DIRECTIONS FOR THIS TASK ▸
Output the entries below exactly as written, omitting pictures.

RECORDS SHOWN ▸
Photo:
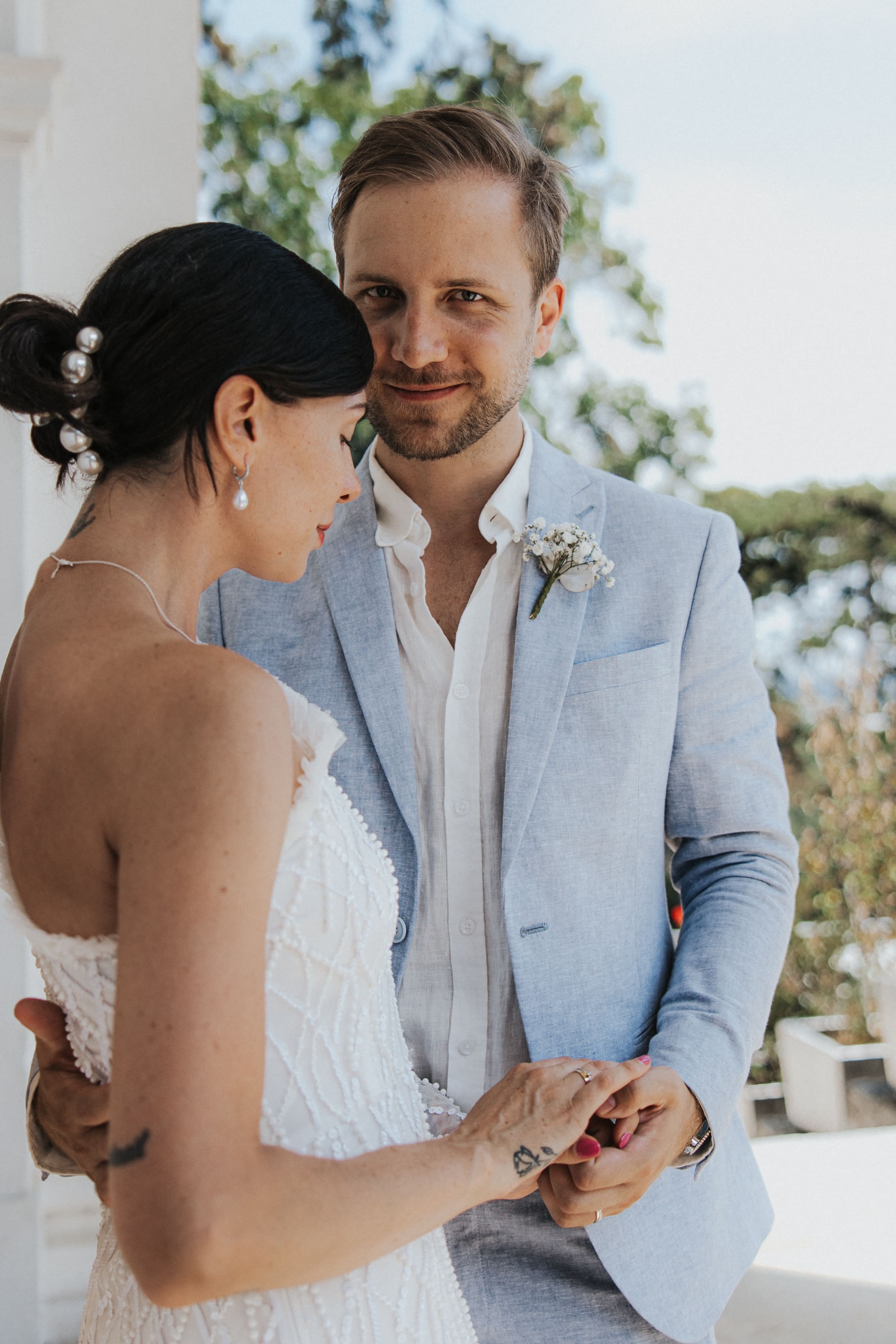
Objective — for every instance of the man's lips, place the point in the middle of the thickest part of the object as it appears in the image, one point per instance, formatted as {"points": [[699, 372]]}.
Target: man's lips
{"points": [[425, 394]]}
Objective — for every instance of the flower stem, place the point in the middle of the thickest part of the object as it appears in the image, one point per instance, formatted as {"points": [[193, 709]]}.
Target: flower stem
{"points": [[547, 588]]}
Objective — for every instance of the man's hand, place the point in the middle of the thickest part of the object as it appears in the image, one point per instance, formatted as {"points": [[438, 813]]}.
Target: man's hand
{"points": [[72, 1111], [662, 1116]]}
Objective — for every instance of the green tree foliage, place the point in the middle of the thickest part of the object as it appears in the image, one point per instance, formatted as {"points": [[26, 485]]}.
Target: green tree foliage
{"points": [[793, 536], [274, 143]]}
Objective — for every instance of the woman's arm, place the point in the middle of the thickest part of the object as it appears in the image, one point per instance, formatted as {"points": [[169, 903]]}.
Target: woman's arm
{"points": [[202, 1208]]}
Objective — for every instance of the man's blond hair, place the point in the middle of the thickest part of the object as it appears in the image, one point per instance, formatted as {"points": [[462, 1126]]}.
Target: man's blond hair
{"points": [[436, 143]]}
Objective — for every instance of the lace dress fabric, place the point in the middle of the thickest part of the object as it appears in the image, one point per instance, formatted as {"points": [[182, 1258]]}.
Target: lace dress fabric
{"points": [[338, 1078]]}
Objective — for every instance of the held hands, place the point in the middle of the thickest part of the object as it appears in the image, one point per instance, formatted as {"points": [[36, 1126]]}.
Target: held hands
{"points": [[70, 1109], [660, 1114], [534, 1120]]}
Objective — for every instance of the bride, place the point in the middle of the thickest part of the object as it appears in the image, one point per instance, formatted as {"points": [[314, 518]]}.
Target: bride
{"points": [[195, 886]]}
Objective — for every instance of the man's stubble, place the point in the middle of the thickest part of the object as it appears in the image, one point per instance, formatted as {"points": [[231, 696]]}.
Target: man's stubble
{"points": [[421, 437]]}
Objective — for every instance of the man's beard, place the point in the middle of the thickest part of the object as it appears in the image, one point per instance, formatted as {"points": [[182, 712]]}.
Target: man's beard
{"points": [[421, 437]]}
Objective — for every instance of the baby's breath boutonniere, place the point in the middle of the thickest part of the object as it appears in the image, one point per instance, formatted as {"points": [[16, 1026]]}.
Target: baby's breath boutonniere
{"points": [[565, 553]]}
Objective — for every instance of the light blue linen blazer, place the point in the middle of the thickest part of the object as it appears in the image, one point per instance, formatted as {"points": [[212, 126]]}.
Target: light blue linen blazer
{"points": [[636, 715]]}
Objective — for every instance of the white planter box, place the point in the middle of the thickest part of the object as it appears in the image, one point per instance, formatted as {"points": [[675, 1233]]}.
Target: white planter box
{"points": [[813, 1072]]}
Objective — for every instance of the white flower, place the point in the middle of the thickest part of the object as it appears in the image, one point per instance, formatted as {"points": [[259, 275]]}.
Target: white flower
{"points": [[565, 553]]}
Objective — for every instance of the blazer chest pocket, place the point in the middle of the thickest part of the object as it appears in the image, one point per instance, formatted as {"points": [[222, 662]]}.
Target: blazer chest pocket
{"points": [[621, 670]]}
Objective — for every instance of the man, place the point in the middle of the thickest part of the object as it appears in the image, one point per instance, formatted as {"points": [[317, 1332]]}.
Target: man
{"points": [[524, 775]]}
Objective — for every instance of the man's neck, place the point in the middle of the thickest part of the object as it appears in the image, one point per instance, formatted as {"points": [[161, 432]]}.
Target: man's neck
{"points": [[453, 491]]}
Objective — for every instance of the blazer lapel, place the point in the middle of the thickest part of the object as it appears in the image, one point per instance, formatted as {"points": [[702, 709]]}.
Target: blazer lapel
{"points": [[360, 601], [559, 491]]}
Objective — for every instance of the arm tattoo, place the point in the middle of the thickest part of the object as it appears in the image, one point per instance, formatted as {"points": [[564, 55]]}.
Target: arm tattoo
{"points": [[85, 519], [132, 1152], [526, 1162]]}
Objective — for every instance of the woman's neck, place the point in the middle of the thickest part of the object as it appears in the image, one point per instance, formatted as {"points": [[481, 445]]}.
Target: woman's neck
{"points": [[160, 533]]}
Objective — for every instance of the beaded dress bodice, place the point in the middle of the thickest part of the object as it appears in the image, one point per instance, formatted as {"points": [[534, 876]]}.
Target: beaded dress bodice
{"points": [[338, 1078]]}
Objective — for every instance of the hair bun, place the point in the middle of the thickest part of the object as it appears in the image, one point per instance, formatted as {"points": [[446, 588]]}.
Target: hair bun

TASK SOLUTION ▸
Photo:
Objective — for every instance of the man's lips, place the point in the middle of the thickest part of the object as it appears in the image, one point per instance, formatted as {"points": [[699, 372]]}.
Target: man's lips
{"points": [[425, 394]]}
Objective — for every instance of the flower stem, place the point in the middle of the thickest part of the object as it appears in the image, one point per instance, formatted as {"points": [[193, 709]]}.
Target: flower stem
{"points": [[547, 588]]}
Objective — for every instance of the man's hand, place the point in the middle of the thickest part of the object as it appears in the image, one point per instance, formatted as {"points": [[438, 813]]}.
Target: man's hand
{"points": [[72, 1111], [662, 1116]]}
Objective — for every instance of the green tree foliage, place the point in the middle of the thickest part of the object as it appears in the image, one point per instance, formatted as {"points": [[26, 485]]}.
Target: green tree foliage
{"points": [[793, 536], [274, 143]]}
Objective — for every instance of the woman's arm, place the point in the middle of the thickest part of the object as it appears in the image, one point per instance, formatted as {"points": [[169, 903]]}.
Target: woman's arm
{"points": [[202, 1208]]}
Objective — for every instance of the man's blond hair, place the point in the middle of the thickest part of the object as it appears in the image, one point per instance, formatted as {"points": [[462, 1126]]}.
Target: man's blond hair
{"points": [[436, 143]]}
Objective — for every instance of the lace dress fabric, place the point in the middle of the thickest part of the object as it appears in the image, one point per instance, formatted as {"points": [[182, 1258]]}.
Target: lace dress fabric
{"points": [[338, 1078]]}
Objective — for every instance of the held hands, place the point in the middle of the thickest part of the object as it appears in the image, one point per instance, formatted as {"points": [[36, 1126]]}.
Target: held hands
{"points": [[70, 1109], [660, 1114], [534, 1120]]}
Objective — for every instance of the bride, place the point in the middle of the thickest part of the object as it appears in the image, one point per instance, formatted as {"points": [[314, 518]]}.
Target: bride
{"points": [[195, 886]]}
Objective — for every instance of the man's stubble, place the point in the middle of the thickest part of the object as it appears in the image, one point per instance, formatted as {"points": [[231, 696]]}.
Target: man's stubble
{"points": [[421, 437]]}
Objective — for every instance of the man's beard, place the point in the middle of the thickest part of the object as it appears in the image, one point per instance, formatted as {"points": [[182, 712]]}.
Target: man's beard
{"points": [[421, 437]]}
Objective — for every instance of the baby's breath boutonniere, place the point in the middle of the thickest part of the object as it appears in the image, one point per instance, formatted as {"points": [[16, 1026]]}.
Target: baby's breath boutonniere
{"points": [[565, 553]]}
Objective — for every instance of the light blue linen blazer, place the point in the middle of the thickest part of the object as it appears in the image, one point per instance, formatted as {"points": [[212, 126]]}.
Target: light blue linen blazer
{"points": [[636, 715]]}
Objective — for every instance of the white planter box, place the point in the middle of the thickest part of the object as it appears in the image, one point per instance, formatted as {"points": [[675, 1233]]}.
Target: white planter box
{"points": [[813, 1072]]}
Objective — for every instance of the white flower, place the point in the middle of the thickest part of the object as it appears in the image, one point per instance, formatted as {"points": [[259, 275]]}.
Target: white flower
{"points": [[565, 553]]}
Objective — for every instance of the blazer chest pocket, place the point in the middle of the thickest part of the object as it appears in the image, one point per instance, formatted as {"points": [[222, 662]]}.
Target: blazer chest pocket
{"points": [[621, 670]]}
Objective — for every instance of the man, place the point in the middle of the thickest part of the object as it appears in the image, one point per instance, formatted as {"points": [[317, 1332]]}.
Target: man
{"points": [[524, 775]]}
Objective — for every instance of the man's neck, place the point in the middle of the thickest part of the object as it appears in the image, one point per instance, formatted as {"points": [[161, 432]]}.
Target: man's neck
{"points": [[453, 491]]}
Objective — for every instance of the blazer lapel, place the point in the middle of the thickest part of the object as it appears in the image, one point per instance, formatted as {"points": [[702, 709]]}.
Target: blazer lapel
{"points": [[360, 601], [559, 491]]}
Objective — for every instance of the arm tattoo, place the point in the middle of the thickest part of the object as it appears in the image, one point per instance, formatted as {"points": [[564, 55]]}.
Target: arm tattoo
{"points": [[85, 519], [132, 1152], [526, 1162]]}
Objective — for every instance of the woman's neck, place the point in the middle of the thickest part of the object as it appears in the image, one point per instance, formatted as {"points": [[481, 445]]}.
Target: woman's neck
{"points": [[160, 533]]}
Objective — for every instance of the beaded dress bodice, place the point in the middle of the thickest part of the object as it appears in the image, one point per instance, formatted as {"points": [[534, 876]]}.
Target: beaded dress bodice
{"points": [[338, 1078]]}
Objective — for every instance of the hair bun, place the point in the middle of the thickest part of the object as it appears in the image, one point per instance, formatted as {"points": [[446, 588]]}.
Target: hair bun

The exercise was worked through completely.